Trecho do documento —
Entregadores de aplicativo que oscilam entre buscar uma organização sindical para lutar por garantias trabalhistas e reconhecerem-se como investidores por possuírem ações das mesmas empresas que expropriam seu trabalho. Caminhoneiros sem os quais o País não funciona, que fizeram uma greve nacional para derrubar a primeira (e única) mulher eleita presidenta do Brasil, mas que não conseguem se articular diante da absurda alta do preço dos combustíveis este ano.
Pessoas que se endividam para pagar o aluguel, enquanto se opõem à taxação de grandes fortunas pertencentes a uma minúscula minoria da população – essa que controla a grande imprensa, as igrejas, os bancos e o governo. Jovens superengajados na militância (tanto de lacração quanto de conservadorismo) nas redes sociais, entre tantos que sequer tiraram título de eleitor e que desacreditam ou desconhecem o funcionamento das estruturas governamentais que ditam as regras e leis que somos obrigados a seguir.
Continuará cabendo aos movimentos sociais o desafio de tencionar um governo de centro-esquerda em direção a agendas mais humanizadas e progressistas, num mundo onde impera o capitalismo financeiro globalizado, não só derrotando a direita neoliberal-fascista, mas persistindo nas lutas protagonizadas por grupos marginalizados, invisibilizados e criminalizados historicamente, por governos de direita e de esquerda, como estudantes e professores massacrados pelo PSDB em SP há décadas, ou os povos indígenas e o campesinato, vitimados pelas políticas de expansão da mineração e do agronegócio, fortalecidas inclusive na era Lula-Dilma.
É preciso criar consensos para ampliar a reforma agrária, como política de combate à fome e geração de empregos dignos no campo, hoje monopolizado pelos latifúndios monocultores.
É fundamental reduzir desigualdades sociais, retomando programas de distribuição de renda e recuperando direitos trabalhistas, para devolver poder aquisitivo à parcela da população que movimenta o comércio local, sustentando os pequenos e médios empresários.
É essencial reconstruir relações diplomáticas e econômicas com países que nos deem alternativas de crescimento em parcerias multilaterais onde o Brasil seja protagonista, não refém. É imprescindível devolver investimentos à pesquisa, ciência e inovação tecnológica, para que o empresariado nacional possa ser competitivo diante do voraz crescimento dos oligopólios transnacionais. É inegociável lutar por um teto sobre cada família, com acesso à educação, saúde e mobilidade, não só como forma de garantir o direito à vida digna, mas também criar condições de reaquecimento de ciclos econômicos capazes de reverter o desemprego estrutural.

Material fornecido —
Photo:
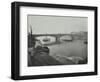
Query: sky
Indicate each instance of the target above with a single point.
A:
(56, 24)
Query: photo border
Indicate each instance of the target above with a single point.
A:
(15, 40)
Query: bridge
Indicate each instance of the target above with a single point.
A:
(56, 36)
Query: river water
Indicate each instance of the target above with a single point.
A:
(75, 48)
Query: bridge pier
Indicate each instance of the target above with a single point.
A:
(57, 39)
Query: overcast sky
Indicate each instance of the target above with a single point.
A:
(56, 24)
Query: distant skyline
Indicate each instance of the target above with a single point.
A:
(56, 24)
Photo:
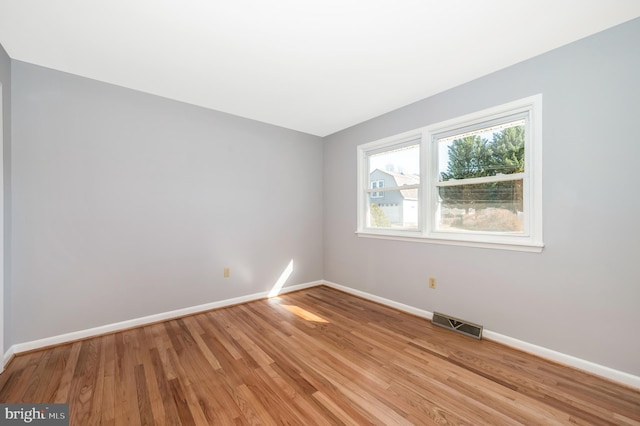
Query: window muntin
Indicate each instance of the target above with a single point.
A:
(491, 196)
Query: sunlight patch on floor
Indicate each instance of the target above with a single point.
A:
(304, 314)
(275, 290)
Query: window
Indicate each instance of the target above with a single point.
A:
(474, 180)
(377, 184)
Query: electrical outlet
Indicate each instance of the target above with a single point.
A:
(432, 282)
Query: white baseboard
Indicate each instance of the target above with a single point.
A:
(580, 364)
(593, 368)
(137, 322)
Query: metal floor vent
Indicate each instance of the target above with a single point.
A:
(455, 324)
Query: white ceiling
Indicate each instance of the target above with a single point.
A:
(317, 66)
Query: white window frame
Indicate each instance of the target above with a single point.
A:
(529, 240)
(376, 184)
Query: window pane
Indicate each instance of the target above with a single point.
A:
(403, 161)
(488, 207)
(398, 214)
(483, 152)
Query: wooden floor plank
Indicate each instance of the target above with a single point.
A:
(316, 356)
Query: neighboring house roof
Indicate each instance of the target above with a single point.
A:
(401, 180)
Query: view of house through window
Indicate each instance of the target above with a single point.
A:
(480, 179)
(472, 180)
(397, 172)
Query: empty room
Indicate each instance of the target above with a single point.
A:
(336, 212)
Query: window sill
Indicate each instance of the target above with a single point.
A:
(497, 245)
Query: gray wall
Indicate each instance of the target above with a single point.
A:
(5, 81)
(581, 296)
(127, 204)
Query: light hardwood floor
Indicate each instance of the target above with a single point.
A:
(317, 356)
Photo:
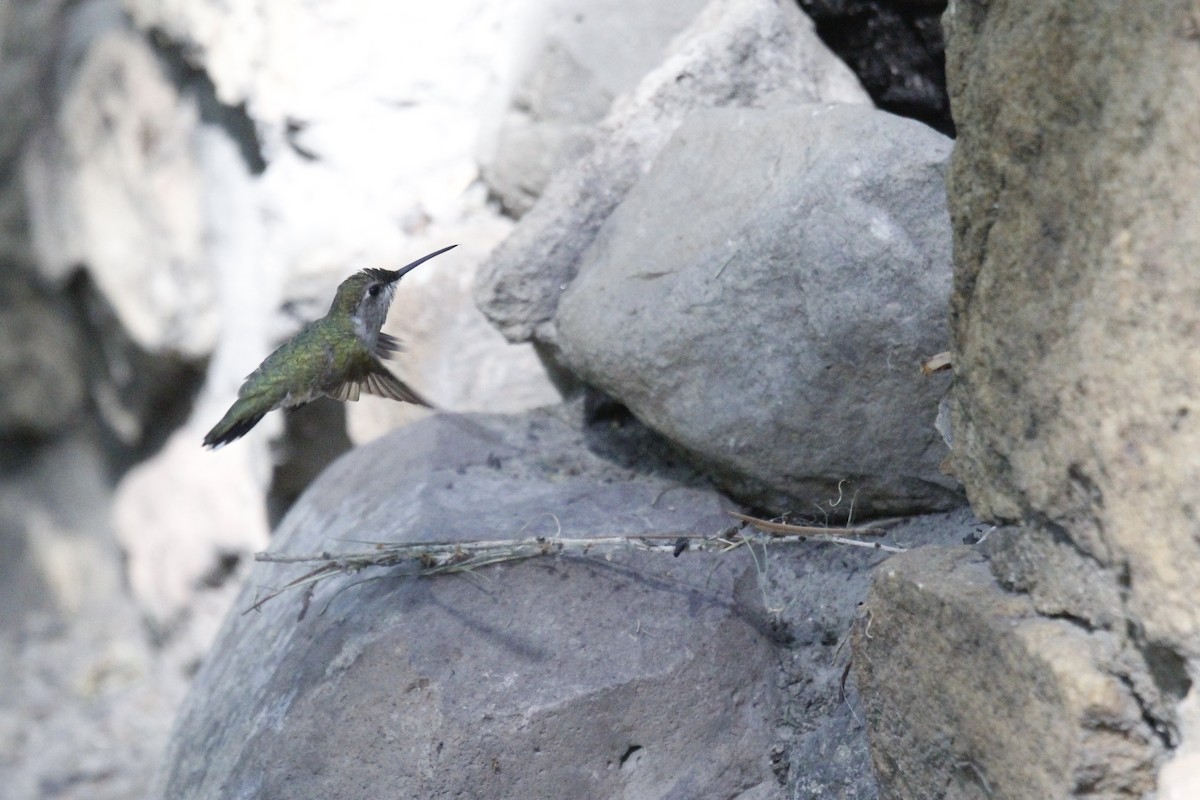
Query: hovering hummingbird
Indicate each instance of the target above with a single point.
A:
(336, 356)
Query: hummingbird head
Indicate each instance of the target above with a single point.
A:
(366, 295)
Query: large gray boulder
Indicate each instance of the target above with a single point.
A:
(741, 53)
(587, 678)
(576, 56)
(970, 693)
(41, 376)
(763, 298)
(1074, 313)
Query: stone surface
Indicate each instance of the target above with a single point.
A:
(575, 58)
(1077, 298)
(897, 49)
(185, 518)
(970, 693)
(41, 377)
(808, 275)
(629, 677)
(743, 53)
(815, 594)
(114, 184)
(87, 698)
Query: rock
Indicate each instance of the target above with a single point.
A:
(737, 53)
(186, 518)
(773, 320)
(88, 698)
(1077, 224)
(114, 185)
(576, 59)
(41, 378)
(897, 49)
(633, 677)
(970, 693)
(451, 354)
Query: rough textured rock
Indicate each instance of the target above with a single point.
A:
(1077, 299)
(575, 58)
(41, 378)
(807, 272)
(114, 185)
(580, 677)
(185, 518)
(742, 53)
(88, 699)
(897, 49)
(970, 693)
(817, 593)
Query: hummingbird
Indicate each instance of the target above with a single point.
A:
(339, 355)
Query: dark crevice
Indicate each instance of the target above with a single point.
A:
(234, 120)
(629, 752)
(895, 48)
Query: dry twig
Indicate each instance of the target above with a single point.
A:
(424, 559)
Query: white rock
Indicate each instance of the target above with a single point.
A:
(114, 185)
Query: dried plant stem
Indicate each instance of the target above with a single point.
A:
(437, 558)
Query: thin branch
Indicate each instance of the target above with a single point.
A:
(424, 559)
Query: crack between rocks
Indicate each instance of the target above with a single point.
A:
(234, 120)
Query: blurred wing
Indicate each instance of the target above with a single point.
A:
(381, 383)
(388, 346)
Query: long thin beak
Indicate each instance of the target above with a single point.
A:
(405, 270)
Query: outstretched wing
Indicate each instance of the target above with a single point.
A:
(377, 380)
(388, 346)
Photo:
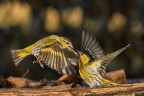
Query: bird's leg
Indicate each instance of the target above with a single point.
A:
(38, 61)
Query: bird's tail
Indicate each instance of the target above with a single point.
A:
(18, 55)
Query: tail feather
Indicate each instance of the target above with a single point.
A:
(18, 56)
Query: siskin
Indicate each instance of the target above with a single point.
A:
(93, 63)
(56, 52)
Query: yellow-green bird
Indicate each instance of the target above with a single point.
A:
(55, 51)
(93, 63)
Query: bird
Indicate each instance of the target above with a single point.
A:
(54, 51)
(93, 62)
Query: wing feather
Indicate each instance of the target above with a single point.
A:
(61, 60)
(90, 46)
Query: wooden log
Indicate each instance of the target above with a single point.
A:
(123, 89)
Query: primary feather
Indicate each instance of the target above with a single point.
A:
(93, 63)
(56, 52)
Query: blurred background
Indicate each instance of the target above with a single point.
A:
(115, 23)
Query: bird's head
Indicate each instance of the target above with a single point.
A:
(65, 43)
(84, 59)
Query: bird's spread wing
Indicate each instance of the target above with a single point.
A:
(90, 46)
(102, 62)
(61, 60)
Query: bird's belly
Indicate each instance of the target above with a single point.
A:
(91, 77)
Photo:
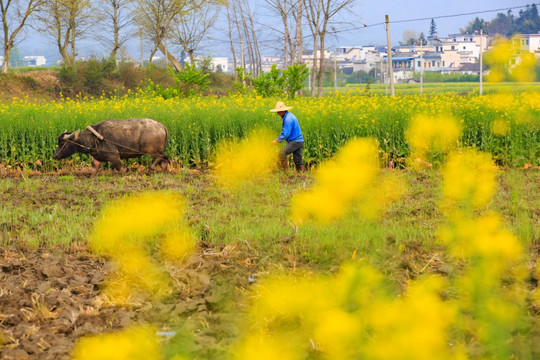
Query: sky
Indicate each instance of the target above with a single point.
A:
(364, 12)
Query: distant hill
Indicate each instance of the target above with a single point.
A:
(527, 22)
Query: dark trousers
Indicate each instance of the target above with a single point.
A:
(295, 148)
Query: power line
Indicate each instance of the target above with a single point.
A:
(435, 17)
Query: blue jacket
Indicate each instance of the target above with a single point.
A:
(291, 129)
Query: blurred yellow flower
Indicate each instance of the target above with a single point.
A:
(136, 343)
(125, 232)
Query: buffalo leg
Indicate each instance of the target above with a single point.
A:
(97, 164)
(117, 163)
(162, 160)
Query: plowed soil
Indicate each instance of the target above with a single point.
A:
(48, 301)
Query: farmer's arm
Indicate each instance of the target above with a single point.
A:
(286, 131)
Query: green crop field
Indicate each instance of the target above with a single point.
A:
(505, 125)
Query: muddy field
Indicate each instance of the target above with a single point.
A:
(51, 293)
(48, 301)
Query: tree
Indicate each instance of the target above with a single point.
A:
(191, 28)
(291, 15)
(320, 15)
(474, 26)
(66, 21)
(501, 25)
(115, 16)
(432, 28)
(15, 15)
(155, 19)
(422, 39)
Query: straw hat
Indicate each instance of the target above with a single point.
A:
(280, 106)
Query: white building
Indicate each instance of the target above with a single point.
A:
(220, 63)
(528, 42)
(35, 60)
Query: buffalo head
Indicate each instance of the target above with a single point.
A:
(67, 145)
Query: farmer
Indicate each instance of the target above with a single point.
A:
(292, 133)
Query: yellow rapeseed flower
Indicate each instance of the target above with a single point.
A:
(339, 183)
(240, 161)
(427, 134)
(125, 232)
(136, 343)
(469, 179)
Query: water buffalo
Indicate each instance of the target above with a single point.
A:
(113, 140)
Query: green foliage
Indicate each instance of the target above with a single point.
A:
(190, 81)
(527, 22)
(269, 84)
(294, 77)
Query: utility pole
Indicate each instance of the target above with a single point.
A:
(481, 50)
(335, 74)
(142, 53)
(421, 67)
(389, 53)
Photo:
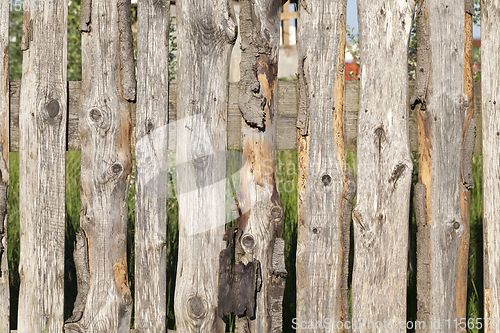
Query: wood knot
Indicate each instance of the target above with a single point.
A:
(53, 108)
(248, 241)
(96, 115)
(127, 299)
(326, 179)
(196, 308)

Conjunto de tarefas —
(a) Redigite parte do trecho sobre os movimentos sociais: comece nas palavras que trazem "É preciso criar" e pare depois de "pelos latifúndios monocultores.".
(b) Segundo o trecho sobre os movimentos sociais, quem foi massacrado pelo PSDB em SP há décadas?
(c) Dê a continuação do trecho sobre os movimentos sociais a partir de onde ele termina.
Não é preciso usar o material.

Respostas do exercício —
(a)
É preciso criar consensos para ampliar a reforma agrária, como política de combate à fome e geração de empregos dignos no campo, hoje monopolizado pelos latifúndios monocultores.

(b) Estudantes e professores.

(c)
E, se realmente pretende-se construir algo maior que um reformismo que pouca coisa muda, a atenção deve ir além das eleições do Executivo, mirando o Legislativo para que a democracia seja verdadeiramente popular e representativa, com cadeiras ocupadas não apenas por homens brancos empresários, ruralistas e militares, mas por mulheres, pessoas pretas e pardas, indígenas, pelo campesinato, por representantes das favelas, da comunidade científica, da comunidade LGBTQIA+, de diferentes matrizes étnicas, religiosas e culturais – como é o composto o povo brasileiro em sua rica diversidade.
Ainda que se mantenham como oposição, tanto a direita socialdemocrata que tem ressalvas a Lula quanto a esquerda progressista que rejeita Alckmin precisam considerar de forma objetiva e pragmática os desafios a serem superados depois da combinação catastrófica de pandemia e um governo de retrocessos e políticas nefastas contra a população, a soberania e a autonomia do Brasil.
Se, por um lado, a descrença em mudanças estruturais e revoluções populares pode ser berço para neofascismos e regimes totalitários, a busca por utopias não pode ser armadilha para justificar a inação nos espaços políticos em permanente disputa, negociação e (des/re)construção.
Luis Felipe Valle é professor universitário, geógrafo e mestre em linguagens, mídia e arte.